Problem: Can you rewrite every line of the material, from its start through the line containing "<point>46,39</point>", inclusive, shifting each coordinate in the answer points up by 144 and leaving all other text and the sample coordinates in the output format unchanged?

# start of Dataset extract

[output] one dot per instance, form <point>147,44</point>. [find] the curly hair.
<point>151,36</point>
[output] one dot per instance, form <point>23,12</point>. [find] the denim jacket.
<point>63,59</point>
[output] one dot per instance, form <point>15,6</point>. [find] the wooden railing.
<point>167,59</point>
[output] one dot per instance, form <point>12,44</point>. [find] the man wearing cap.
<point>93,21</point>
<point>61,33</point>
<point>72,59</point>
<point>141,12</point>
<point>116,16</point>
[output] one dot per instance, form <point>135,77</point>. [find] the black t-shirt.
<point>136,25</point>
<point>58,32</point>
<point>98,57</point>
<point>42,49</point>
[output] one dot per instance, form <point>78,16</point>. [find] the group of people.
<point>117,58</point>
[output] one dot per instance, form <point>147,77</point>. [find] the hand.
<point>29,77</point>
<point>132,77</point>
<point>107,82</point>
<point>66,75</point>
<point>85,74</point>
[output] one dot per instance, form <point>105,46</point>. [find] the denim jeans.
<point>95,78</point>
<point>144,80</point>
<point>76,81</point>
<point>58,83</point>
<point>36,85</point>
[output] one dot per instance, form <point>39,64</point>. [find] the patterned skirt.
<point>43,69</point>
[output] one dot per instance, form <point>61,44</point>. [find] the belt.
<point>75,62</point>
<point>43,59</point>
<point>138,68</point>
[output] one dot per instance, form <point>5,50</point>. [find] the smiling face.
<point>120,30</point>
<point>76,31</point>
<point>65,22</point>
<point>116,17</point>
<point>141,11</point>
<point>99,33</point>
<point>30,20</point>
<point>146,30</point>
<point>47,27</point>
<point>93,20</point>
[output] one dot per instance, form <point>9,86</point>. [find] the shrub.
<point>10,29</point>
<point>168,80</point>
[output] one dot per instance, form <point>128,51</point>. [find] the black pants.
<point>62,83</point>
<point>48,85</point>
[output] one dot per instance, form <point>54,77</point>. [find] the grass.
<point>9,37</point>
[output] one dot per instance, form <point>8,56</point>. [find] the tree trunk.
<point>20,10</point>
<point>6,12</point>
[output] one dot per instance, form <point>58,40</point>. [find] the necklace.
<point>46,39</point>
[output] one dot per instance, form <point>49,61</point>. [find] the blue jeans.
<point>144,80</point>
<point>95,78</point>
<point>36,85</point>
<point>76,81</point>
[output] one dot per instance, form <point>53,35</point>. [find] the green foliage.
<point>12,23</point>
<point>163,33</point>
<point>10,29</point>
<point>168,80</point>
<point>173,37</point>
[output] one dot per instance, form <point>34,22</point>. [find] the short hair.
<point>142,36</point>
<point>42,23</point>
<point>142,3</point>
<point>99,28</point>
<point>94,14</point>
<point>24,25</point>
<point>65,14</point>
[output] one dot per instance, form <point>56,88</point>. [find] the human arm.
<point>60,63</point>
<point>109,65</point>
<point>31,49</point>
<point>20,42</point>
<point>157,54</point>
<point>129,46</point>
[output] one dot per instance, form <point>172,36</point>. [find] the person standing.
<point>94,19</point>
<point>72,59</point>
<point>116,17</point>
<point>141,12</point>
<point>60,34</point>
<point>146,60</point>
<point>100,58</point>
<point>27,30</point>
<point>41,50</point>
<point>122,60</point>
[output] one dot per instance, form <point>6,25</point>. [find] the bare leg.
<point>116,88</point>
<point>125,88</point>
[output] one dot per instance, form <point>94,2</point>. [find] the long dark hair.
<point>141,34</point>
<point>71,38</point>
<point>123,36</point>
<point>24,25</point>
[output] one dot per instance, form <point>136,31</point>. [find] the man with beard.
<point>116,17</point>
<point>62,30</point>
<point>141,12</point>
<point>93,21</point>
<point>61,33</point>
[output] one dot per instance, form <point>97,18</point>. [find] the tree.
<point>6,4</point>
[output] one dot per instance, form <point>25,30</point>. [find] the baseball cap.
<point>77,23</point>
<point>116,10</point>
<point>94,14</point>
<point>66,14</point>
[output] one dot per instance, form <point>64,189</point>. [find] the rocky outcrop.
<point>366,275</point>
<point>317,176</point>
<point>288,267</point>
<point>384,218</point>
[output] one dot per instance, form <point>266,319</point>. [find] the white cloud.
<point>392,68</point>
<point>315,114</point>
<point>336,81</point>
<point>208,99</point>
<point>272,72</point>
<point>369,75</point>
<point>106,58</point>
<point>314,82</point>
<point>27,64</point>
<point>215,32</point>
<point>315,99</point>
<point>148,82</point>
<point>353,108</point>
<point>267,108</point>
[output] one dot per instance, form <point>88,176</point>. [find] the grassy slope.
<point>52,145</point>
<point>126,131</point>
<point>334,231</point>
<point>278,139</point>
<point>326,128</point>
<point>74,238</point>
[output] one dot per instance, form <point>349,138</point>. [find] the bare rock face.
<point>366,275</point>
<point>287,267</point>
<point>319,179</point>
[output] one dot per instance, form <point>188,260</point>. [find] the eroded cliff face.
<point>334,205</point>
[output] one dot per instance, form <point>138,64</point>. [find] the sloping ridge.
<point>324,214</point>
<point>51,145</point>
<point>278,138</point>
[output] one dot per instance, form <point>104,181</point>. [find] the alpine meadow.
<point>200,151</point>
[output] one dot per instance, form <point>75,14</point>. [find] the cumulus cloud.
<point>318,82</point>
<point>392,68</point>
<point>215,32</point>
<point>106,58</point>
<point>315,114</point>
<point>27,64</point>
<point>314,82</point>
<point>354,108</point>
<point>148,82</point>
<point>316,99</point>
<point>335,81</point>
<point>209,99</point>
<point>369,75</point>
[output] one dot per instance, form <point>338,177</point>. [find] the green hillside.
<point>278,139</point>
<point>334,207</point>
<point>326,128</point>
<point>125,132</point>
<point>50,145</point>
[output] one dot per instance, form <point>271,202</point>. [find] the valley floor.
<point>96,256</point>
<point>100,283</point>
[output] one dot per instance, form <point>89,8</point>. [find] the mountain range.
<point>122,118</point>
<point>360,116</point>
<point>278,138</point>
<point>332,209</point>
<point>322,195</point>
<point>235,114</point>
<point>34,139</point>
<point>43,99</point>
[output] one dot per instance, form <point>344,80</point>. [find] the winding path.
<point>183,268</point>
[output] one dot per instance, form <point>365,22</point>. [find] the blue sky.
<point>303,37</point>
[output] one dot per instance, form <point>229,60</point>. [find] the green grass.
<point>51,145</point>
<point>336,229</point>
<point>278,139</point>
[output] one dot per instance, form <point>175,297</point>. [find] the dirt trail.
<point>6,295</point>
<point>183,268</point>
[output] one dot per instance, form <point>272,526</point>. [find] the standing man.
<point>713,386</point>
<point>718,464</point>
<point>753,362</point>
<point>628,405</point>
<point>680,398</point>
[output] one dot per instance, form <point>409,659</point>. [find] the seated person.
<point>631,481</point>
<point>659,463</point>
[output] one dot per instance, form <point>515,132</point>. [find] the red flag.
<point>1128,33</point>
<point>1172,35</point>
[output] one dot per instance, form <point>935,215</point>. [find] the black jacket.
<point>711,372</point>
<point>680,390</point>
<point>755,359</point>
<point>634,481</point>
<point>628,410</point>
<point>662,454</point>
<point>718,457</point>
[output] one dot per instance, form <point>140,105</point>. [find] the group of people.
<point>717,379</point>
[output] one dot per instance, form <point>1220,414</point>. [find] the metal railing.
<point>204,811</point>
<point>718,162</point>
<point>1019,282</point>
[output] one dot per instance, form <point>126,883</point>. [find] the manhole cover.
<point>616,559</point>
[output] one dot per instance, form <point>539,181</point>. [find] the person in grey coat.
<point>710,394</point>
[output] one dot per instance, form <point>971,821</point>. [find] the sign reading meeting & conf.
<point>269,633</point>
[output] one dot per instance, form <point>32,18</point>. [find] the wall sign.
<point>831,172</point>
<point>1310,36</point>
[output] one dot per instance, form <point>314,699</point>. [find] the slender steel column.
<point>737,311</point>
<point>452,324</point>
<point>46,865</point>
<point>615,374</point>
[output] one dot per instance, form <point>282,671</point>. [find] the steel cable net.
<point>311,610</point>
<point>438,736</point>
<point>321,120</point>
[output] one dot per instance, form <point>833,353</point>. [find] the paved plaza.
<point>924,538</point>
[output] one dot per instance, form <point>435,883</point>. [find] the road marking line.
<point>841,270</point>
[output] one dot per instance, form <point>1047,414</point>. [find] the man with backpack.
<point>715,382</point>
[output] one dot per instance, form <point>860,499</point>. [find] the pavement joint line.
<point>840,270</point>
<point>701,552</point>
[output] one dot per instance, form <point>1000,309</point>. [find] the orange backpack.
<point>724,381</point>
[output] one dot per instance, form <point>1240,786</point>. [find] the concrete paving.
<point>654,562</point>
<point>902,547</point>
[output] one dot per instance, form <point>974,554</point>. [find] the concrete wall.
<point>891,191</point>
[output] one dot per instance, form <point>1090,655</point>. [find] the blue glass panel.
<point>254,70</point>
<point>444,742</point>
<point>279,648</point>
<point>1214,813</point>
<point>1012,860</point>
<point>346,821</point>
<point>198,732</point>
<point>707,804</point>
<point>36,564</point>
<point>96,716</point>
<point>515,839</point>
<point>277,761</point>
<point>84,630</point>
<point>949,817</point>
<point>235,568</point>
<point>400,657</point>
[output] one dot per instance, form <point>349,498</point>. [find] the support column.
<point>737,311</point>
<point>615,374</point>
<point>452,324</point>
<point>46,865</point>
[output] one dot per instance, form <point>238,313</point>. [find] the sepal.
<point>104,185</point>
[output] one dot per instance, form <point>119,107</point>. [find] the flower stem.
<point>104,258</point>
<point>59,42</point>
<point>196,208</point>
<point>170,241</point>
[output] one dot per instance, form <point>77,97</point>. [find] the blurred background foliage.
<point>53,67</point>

# end of Dataset extract

Correct result:
[output] one dot per instance, form <point>147,44</point>. [find] the curly hair.
<point>295,180</point>
[output] one dot per instance, form <point>23,12</point>. [find] the denim jacket.
<point>207,203</point>
[output] one dot per instance, form <point>15,6</point>. [find] the wooden railing.
<point>311,203</point>
[output] one dot per instance, form <point>12,44</point>. [find] the man wearing cap.
<point>237,165</point>
<point>205,177</point>
<point>216,203</point>
<point>285,156</point>
<point>260,160</point>
[output] one dot per instance, form <point>135,77</point>. [find] the black t-shirt.
<point>280,169</point>
<point>202,176</point>
<point>242,201</point>
<point>186,193</point>
[output] one dot per instance, form <point>78,16</point>. [find] the group of people.
<point>261,202</point>
[output] one dot per instance, form <point>147,77</point>. [find] the hand.
<point>173,221</point>
<point>276,221</point>
<point>251,226</point>
<point>210,219</point>
<point>229,218</point>
[output] one dot per instance, form <point>105,46</point>. [find] the denim jeans.
<point>239,222</point>
<point>288,224</point>
<point>220,225</point>
<point>202,227</point>
<point>180,229</point>
[output] one dot per instance, form <point>39,64</point>. [find] the patterned skirt.
<point>187,213</point>
[output] one dot per instance, form <point>61,44</point>. [find] the belt.
<point>219,206</point>
<point>187,203</point>
<point>282,212</point>
[output] one dot per instance, form <point>5,50</point>. [find] the smiling face.
<point>264,174</point>
<point>220,175</point>
<point>209,166</point>
<point>260,161</point>
<point>285,155</point>
<point>243,177</point>
<point>174,164</point>
<point>290,174</point>
<point>191,171</point>
<point>237,164</point>
[output] one dot per instance, form <point>9,86</point>. [find] the shrub.
<point>154,173</point>
<point>312,224</point>
[output] one dot per instance, form <point>128,51</point>. [find] the black pants.
<point>206,227</point>
<point>192,229</point>
[output] one dot per instance, form <point>54,77</point>. [find] the grass.
<point>153,181</point>
[output] one dot per instance, form <point>8,56</point>. [find] the tree trunk.
<point>164,154</point>
<point>150,156</point>
[output] one dot per instance, form <point>58,40</point>. [find] the necklace.
<point>190,183</point>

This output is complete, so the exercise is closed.